- **Excerpted passage**
[R-sig-Geo] Getting vector index (i.e. layer number) for each cell in raster brick

Lyndon Estes lyndon.estes at gmail.com
Fri Dec 2 15:30:16 CET 2011


Hi Robert,

Very many thanks, and I see the two hours I spent on that last night
would have been more profitably applied in the help files.

Cheers, Lyndon

On Fri, Dec 2, 2011 at 12:10 AM, Robert J. Hijmans <r.hijmans at gmail.com> wrote:
> Hi Lyndon,
>
> I think there is a function for that:
>
> x <- stackSelect(rb2, ind.r)
>
> I.e., for each cell, use the value in ind.r to select the layer in rb2 from
> which to take the value for the output layer.

- **Entries supplied**
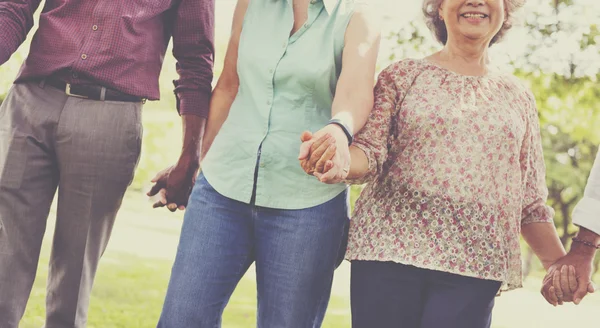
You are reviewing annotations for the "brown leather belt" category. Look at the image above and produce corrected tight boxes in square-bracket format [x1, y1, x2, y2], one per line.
[45, 78, 146, 102]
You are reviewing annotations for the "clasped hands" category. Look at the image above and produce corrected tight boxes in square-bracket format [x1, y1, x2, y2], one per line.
[298, 129, 595, 306]
[298, 124, 350, 184]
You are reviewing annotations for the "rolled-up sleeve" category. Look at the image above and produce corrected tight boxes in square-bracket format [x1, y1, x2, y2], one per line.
[520, 92, 554, 225]
[0, 0, 41, 65]
[173, 0, 215, 118]
[573, 151, 600, 235]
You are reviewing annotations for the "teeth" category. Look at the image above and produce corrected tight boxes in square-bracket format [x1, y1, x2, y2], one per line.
[463, 14, 485, 18]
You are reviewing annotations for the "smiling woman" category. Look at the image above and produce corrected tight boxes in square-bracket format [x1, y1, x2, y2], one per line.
[423, 0, 525, 46]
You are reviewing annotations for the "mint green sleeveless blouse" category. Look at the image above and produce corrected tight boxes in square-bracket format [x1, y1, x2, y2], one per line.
[202, 0, 353, 209]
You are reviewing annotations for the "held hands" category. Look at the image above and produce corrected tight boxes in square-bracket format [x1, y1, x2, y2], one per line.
[147, 159, 199, 212]
[541, 252, 595, 306]
[298, 124, 350, 184]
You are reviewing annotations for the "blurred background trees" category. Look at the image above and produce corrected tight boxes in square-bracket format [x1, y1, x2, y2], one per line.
[0, 0, 600, 274]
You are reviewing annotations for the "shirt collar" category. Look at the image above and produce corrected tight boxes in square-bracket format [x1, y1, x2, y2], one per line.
[324, 0, 344, 15]
[287, 0, 345, 15]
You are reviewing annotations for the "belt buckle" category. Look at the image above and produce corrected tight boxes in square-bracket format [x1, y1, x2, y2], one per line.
[65, 83, 88, 99]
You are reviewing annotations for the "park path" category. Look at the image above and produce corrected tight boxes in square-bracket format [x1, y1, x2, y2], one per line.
[39, 193, 600, 328]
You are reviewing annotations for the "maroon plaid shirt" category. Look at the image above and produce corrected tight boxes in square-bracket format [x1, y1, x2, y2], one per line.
[0, 0, 214, 117]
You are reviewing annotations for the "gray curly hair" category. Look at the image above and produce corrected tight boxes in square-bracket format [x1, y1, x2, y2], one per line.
[423, 0, 525, 46]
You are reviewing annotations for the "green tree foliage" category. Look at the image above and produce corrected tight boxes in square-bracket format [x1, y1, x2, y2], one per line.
[389, 0, 600, 272]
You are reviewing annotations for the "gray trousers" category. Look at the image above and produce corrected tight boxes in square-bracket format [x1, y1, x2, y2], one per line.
[0, 83, 142, 328]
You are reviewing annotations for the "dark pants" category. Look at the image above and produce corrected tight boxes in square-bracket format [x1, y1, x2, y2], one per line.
[351, 261, 500, 328]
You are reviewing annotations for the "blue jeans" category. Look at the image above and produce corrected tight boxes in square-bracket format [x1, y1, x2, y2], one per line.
[158, 175, 349, 328]
[351, 261, 500, 328]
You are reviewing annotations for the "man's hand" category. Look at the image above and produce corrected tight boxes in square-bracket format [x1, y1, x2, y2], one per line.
[147, 156, 199, 212]
[541, 250, 595, 306]
[298, 124, 350, 184]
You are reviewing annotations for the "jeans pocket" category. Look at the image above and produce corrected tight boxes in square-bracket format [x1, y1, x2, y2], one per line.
[0, 130, 27, 189]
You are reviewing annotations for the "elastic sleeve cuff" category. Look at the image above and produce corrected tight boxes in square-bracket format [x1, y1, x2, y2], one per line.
[521, 204, 554, 225]
[343, 142, 377, 185]
[573, 197, 600, 235]
[175, 90, 211, 118]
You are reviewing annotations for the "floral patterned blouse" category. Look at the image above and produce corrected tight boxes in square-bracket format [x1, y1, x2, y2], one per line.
[347, 59, 554, 290]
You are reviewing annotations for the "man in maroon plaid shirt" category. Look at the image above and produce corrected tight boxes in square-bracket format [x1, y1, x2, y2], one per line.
[0, 0, 214, 328]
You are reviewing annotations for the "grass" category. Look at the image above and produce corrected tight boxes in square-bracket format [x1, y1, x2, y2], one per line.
[20, 193, 600, 328]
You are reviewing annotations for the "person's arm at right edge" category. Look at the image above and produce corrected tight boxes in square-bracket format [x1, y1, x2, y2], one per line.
[573, 151, 600, 241]
[200, 0, 250, 161]
[0, 0, 41, 65]
[542, 151, 600, 304]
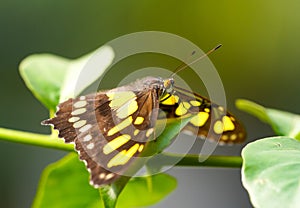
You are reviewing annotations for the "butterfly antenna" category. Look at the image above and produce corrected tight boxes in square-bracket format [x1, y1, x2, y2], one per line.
[171, 44, 222, 78]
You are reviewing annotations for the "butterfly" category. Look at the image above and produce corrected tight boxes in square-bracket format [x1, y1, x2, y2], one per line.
[42, 46, 246, 188]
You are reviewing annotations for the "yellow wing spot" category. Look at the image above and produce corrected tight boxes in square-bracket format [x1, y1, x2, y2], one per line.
[107, 144, 140, 168]
[175, 102, 191, 116]
[74, 100, 87, 108]
[99, 173, 105, 179]
[218, 106, 224, 111]
[79, 124, 92, 133]
[133, 129, 140, 136]
[222, 116, 235, 131]
[106, 91, 136, 109]
[71, 108, 86, 116]
[68, 116, 80, 123]
[107, 116, 132, 136]
[73, 120, 86, 129]
[138, 144, 144, 152]
[160, 94, 179, 105]
[204, 108, 210, 113]
[103, 134, 131, 155]
[117, 98, 139, 118]
[221, 135, 229, 141]
[190, 112, 209, 127]
[214, 121, 224, 134]
[134, 116, 144, 125]
[230, 134, 237, 141]
[146, 128, 154, 137]
[190, 100, 201, 107]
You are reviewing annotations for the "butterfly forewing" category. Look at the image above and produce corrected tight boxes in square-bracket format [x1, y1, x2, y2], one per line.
[43, 77, 246, 187]
[160, 87, 246, 144]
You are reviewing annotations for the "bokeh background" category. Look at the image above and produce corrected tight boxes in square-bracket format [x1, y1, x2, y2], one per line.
[0, 0, 300, 208]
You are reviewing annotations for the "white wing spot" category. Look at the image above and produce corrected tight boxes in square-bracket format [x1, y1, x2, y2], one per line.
[68, 116, 80, 123]
[83, 134, 92, 142]
[99, 173, 105, 179]
[79, 124, 92, 133]
[71, 108, 86, 116]
[74, 100, 87, 108]
[73, 120, 86, 129]
[105, 173, 115, 180]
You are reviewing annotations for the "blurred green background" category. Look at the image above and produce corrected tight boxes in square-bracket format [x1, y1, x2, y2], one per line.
[0, 0, 300, 207]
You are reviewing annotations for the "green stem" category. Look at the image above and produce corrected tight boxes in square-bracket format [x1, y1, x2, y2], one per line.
[147, 153, 243, 169]
[0, 128, 74, 151]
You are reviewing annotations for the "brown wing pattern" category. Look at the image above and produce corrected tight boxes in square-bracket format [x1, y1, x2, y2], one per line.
[43, 90, 158, 187]
[159, 87, 246, 144]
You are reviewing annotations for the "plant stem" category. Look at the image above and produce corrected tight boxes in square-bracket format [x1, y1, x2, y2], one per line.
[0, 128, 74, 151]
[0, 128, 242, 168]
[147, 153, 243, 168]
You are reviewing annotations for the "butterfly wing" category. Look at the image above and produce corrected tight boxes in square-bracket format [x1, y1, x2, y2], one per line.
[43, 89, 158, 187]
[159, 87, 246, 144]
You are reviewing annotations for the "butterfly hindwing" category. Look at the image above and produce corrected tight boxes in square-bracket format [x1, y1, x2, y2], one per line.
[43, 88, 158, 187]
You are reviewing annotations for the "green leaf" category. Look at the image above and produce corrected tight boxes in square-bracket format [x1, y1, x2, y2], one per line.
[117, 173, 177, 208]
[20, 54, 70, 110]
[100, 116, 192, 207]
[59, 45, 115, 102]
[33, 153, 176, 208]
[19, 46, 114, 110]
[236, 99, 300, 140]
[33, 153, 103, 208]
[242, 137, 300, 208]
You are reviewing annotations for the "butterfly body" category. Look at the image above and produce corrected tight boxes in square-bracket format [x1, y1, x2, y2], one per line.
[43, 77, 245, 187]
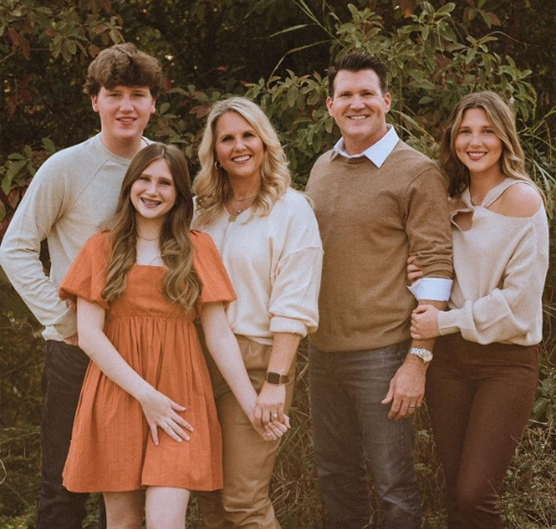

- **Goals**
(1) List every name that appears in the line of R code in the mailing-list thread.
(2) Rewrite the paragraph of the mailing-list thread beginning "I.e., for each cell" as one shorter sentence.
(3) Resume the mailing-list thread on selecting a layer for each raster cell, starting after its final line.

- **Answer set**
(1) x, stackSelect, rb2, ind.r

(2) For each cell, the value in ind.r picks the layer of rb2 that supplies the output layer's value.

(3)
>
> Best, Robert
>
>
>
> On Thu, Dec 1, 2011 at 5:55 PM, Lyndon Estes <lyndon.estes at gmail.com> wrote:
>>
>> Dear List,
>>
>> I was hoping to get some advice on the best way to solve the following
>> problem given two raster bricks.
>>
>> Given two bricks:
>>
>> r.list <- lapply(1:20, function(x) {
>>  r <- raster(xmn = 25, xmx = 32, ymn = -34, ymx = -27)
>>  res(r) <- 0.1
>>  r[] <- runif(ncell(r))
>>  return(r)
>> })
>> rs1 <- stack(lapply(1:20, function(x) r.list[[x]]))
>> rb1 <- brick(rs1)  # Brick 1
>>
>> r.list2 <- lapply(1:20, function(x) {
>>  r <- raster(xmn = 25, xmx = 32, ymn = -34, ymx = -27)
>>  res(r) <- 0.1
>>  r[] <- sample(1:7000, ncell(r), replace = T)
>> return(r)
>> })
>> rs2 <- stack(lapply(1:20, function(x) r.list2[[x]]))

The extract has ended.